(Object position labeling entries)

--------------------------------

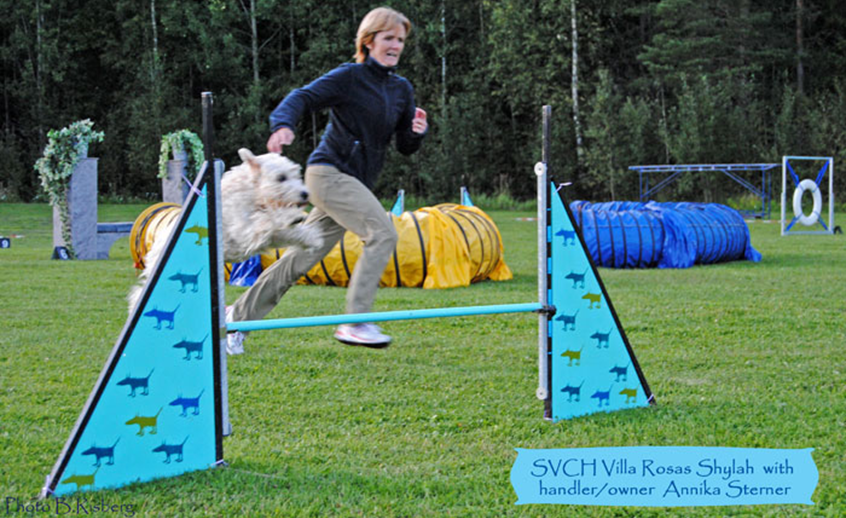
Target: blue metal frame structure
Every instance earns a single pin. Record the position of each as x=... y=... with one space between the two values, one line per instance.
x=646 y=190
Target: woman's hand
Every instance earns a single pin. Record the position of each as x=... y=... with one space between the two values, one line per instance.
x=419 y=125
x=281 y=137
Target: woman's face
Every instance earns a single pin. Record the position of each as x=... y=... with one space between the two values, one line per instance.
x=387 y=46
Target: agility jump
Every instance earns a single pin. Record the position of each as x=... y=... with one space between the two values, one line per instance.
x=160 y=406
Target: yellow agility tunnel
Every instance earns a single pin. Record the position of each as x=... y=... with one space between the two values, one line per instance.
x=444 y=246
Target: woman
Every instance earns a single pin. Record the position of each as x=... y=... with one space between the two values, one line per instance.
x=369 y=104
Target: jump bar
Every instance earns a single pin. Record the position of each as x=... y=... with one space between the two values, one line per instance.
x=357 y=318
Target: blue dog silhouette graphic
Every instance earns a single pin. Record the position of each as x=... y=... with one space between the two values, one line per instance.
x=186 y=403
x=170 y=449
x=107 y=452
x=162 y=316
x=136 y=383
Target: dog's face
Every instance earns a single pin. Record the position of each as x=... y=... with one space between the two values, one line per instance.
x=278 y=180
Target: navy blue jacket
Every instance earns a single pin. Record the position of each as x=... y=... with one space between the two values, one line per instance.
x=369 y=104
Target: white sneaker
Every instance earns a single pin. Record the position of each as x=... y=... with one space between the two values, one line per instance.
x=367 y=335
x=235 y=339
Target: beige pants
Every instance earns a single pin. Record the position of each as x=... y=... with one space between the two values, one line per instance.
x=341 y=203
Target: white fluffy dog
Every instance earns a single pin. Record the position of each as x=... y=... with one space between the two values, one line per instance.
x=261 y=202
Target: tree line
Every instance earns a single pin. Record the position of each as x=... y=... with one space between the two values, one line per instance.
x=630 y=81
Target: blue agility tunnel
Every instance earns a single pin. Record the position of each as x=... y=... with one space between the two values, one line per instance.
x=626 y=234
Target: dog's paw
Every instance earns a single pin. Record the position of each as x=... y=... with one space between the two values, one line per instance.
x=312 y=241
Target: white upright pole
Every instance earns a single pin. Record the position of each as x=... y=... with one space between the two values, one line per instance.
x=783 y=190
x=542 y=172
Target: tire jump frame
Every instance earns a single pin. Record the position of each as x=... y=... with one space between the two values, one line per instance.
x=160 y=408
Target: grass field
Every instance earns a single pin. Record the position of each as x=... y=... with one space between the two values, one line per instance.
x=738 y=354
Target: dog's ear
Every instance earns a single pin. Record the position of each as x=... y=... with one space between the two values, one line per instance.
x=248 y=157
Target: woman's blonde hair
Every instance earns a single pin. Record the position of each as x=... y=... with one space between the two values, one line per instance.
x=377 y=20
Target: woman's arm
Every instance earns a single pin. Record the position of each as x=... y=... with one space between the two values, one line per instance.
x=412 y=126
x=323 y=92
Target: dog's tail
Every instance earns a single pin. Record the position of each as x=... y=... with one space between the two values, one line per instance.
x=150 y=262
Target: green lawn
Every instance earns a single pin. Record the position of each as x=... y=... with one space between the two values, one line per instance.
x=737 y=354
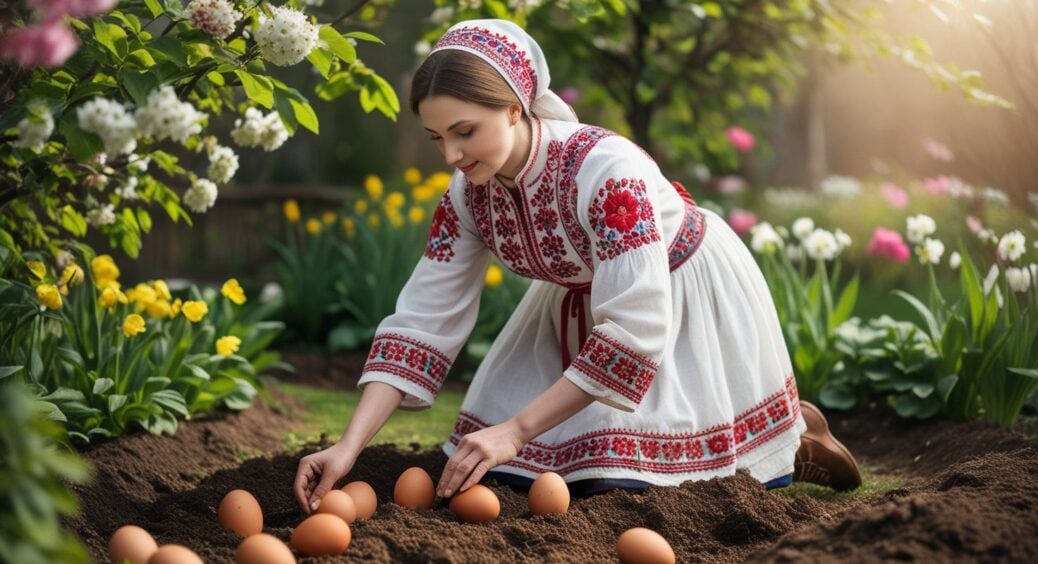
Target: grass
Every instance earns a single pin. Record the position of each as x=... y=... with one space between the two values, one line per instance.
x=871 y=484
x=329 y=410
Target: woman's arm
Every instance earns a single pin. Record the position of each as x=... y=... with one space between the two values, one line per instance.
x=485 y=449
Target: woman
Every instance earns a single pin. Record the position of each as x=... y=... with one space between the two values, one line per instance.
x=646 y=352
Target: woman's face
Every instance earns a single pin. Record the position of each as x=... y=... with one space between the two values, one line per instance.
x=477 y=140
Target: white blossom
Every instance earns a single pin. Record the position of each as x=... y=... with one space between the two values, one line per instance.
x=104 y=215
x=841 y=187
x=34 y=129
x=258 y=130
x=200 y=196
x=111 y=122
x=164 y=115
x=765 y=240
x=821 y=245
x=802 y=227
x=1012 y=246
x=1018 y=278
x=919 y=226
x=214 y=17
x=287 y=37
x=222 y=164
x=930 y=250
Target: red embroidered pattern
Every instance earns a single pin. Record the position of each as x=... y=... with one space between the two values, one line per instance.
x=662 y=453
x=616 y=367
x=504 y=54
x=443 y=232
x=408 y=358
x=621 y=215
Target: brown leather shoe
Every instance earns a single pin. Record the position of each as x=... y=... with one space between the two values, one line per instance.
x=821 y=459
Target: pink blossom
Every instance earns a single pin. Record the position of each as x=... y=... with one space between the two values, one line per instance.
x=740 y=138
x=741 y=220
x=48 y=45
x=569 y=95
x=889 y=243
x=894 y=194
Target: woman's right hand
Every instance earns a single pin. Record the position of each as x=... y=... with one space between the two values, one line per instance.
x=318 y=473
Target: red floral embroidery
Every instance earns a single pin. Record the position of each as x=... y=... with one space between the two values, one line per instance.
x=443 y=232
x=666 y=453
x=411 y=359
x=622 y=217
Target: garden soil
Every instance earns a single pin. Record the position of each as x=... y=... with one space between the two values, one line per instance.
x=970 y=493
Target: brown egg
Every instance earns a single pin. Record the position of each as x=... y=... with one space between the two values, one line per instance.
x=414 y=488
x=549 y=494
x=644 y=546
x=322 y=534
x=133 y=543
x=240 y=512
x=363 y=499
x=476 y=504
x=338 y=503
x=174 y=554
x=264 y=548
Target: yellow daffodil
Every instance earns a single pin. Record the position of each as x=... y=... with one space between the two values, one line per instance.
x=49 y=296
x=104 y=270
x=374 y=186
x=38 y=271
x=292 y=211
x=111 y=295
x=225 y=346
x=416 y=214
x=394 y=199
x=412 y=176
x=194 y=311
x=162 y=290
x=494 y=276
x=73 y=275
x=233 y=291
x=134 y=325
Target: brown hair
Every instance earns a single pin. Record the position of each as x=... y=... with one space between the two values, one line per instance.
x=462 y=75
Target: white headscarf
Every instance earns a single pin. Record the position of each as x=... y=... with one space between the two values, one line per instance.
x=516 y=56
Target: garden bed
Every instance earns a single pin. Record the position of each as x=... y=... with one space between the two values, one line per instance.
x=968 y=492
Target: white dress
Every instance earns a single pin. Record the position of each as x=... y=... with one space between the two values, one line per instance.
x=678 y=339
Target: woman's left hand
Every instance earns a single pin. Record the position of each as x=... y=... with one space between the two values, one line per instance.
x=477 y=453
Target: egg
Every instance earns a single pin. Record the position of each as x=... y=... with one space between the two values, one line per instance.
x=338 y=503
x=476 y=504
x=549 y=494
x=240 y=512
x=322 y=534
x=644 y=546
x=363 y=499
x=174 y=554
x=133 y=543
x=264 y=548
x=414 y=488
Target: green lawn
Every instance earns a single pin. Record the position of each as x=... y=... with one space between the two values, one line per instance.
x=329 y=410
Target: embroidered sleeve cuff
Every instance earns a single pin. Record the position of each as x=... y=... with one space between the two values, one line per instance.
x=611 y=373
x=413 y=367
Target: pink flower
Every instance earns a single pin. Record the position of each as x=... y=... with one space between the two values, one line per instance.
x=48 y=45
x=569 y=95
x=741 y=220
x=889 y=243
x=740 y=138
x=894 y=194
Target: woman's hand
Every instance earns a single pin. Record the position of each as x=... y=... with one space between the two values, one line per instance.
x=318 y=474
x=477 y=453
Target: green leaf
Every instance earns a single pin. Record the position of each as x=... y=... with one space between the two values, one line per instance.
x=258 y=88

--------------------------------

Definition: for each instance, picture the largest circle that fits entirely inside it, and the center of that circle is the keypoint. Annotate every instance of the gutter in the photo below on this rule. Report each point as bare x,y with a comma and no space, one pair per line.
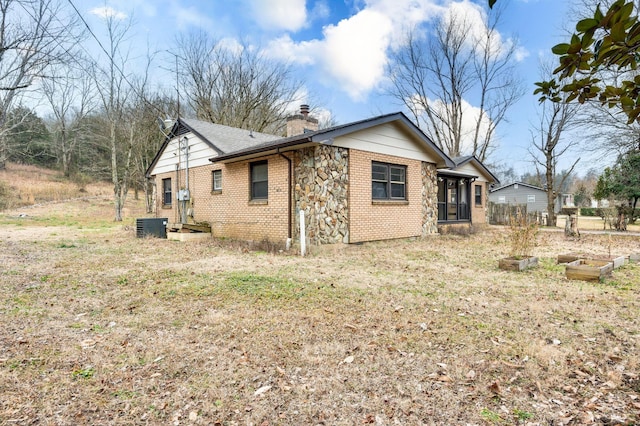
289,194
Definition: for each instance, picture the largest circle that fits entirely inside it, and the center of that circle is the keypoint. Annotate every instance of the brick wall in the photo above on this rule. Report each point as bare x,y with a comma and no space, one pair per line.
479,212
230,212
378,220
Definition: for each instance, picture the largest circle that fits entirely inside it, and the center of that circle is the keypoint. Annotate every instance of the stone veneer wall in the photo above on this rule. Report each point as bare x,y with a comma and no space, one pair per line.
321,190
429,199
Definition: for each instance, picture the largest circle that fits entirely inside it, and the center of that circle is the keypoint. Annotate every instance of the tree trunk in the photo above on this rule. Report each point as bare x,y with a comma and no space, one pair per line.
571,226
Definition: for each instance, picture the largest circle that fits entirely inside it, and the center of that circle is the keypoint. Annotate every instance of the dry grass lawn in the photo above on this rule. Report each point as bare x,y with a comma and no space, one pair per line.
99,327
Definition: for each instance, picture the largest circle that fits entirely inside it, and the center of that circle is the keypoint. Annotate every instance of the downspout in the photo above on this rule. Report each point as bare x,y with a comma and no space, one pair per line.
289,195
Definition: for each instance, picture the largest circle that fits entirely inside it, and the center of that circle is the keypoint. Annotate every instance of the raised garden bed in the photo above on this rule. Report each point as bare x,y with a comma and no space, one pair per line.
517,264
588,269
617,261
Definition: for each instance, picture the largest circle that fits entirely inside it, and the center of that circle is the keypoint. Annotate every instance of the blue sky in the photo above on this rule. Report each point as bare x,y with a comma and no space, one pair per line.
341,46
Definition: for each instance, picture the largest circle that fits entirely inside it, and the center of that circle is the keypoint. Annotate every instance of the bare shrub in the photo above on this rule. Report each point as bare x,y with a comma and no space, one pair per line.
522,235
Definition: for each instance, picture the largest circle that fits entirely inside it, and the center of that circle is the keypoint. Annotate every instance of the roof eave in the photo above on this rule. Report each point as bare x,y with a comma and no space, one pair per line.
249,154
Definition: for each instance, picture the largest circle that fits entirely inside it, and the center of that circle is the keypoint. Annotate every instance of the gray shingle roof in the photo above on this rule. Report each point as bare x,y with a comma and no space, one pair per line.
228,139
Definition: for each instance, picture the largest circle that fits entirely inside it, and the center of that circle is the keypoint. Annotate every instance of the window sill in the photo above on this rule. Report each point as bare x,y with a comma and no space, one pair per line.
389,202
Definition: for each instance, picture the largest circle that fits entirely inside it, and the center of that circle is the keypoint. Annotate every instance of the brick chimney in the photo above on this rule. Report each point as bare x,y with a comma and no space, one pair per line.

--------------------------------

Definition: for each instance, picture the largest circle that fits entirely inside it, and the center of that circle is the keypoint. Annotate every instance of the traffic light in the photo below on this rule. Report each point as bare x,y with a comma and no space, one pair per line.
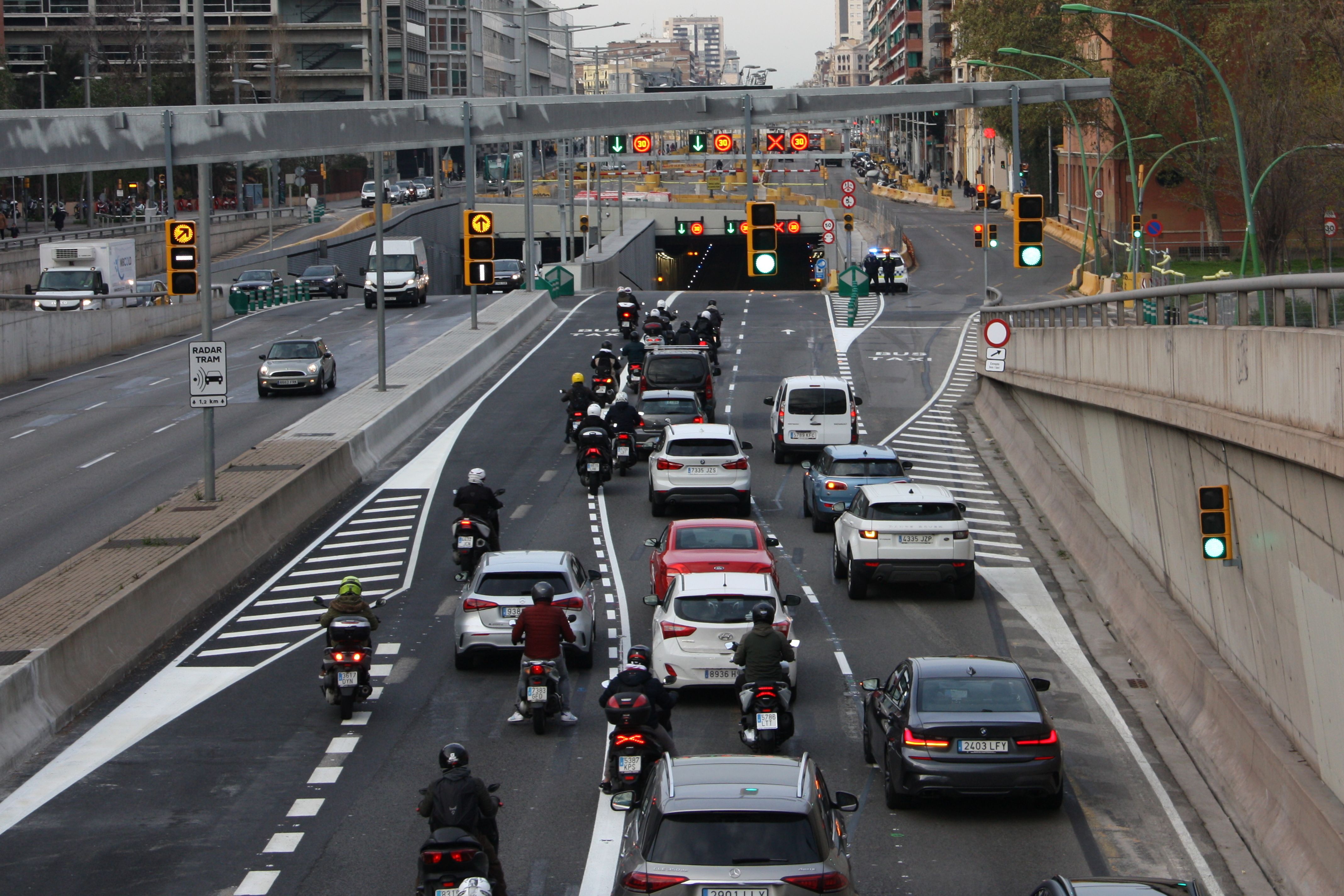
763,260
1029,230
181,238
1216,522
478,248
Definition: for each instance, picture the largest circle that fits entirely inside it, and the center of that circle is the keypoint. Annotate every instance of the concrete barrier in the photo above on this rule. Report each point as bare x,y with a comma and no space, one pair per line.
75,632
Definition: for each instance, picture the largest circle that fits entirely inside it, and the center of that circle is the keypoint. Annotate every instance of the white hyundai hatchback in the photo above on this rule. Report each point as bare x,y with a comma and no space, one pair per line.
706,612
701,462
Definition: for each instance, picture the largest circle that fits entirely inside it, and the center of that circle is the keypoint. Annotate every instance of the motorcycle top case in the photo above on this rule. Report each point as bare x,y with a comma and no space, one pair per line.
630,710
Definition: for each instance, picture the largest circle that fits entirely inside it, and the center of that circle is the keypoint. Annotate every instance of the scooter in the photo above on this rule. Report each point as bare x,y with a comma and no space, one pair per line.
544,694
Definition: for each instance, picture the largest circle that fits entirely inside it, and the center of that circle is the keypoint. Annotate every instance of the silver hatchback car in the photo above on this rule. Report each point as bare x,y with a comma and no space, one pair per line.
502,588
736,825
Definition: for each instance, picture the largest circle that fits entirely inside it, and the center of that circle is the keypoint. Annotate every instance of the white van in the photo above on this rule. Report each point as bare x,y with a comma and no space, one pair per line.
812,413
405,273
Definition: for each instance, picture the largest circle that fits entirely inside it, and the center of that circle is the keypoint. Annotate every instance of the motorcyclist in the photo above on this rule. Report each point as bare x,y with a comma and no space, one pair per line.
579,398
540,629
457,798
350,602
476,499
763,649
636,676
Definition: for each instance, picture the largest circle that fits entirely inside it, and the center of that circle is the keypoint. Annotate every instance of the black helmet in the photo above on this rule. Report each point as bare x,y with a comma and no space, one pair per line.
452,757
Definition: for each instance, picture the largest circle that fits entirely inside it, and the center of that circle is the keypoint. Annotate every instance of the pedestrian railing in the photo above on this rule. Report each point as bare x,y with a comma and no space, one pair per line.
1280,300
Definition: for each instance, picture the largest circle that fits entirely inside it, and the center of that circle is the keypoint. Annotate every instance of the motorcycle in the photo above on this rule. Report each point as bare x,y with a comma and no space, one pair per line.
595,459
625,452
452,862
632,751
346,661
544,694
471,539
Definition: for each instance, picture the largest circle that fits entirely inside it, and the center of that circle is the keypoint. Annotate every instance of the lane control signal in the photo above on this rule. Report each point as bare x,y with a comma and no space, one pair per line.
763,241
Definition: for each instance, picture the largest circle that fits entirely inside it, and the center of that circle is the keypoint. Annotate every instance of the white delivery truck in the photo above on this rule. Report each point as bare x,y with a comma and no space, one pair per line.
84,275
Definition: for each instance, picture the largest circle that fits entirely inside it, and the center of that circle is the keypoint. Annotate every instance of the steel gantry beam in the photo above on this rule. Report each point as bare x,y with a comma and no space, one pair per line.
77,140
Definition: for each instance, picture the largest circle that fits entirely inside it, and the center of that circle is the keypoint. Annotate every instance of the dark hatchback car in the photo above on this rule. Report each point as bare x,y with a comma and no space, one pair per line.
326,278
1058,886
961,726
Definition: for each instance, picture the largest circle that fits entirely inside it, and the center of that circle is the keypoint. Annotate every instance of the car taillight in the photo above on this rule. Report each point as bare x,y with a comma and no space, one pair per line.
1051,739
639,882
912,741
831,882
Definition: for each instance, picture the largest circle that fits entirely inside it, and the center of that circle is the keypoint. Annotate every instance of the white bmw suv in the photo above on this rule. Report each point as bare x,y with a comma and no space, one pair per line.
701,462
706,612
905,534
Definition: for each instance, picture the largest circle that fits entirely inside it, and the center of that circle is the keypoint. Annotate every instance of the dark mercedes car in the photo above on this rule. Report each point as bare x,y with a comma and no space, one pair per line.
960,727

--------------------------------

> What to do:
Rewrite the material from the line with "Target: white headscarf" to the line with "x=968 y=492", changing "garden bed" to "flower bed" and leaving everything else as it is. Return only those lines.

> Solution to this exercise:
Target: white headscarf
Every instance earns a single pin. Record the position of each as x=... y=... with one space between the two values, one line per instance.
x=516 y=56
Target: flower bed
Every instance earns a single pin. Record the position of each as x=... y=... with one space between the two values, one line per instance.
x=968 y=492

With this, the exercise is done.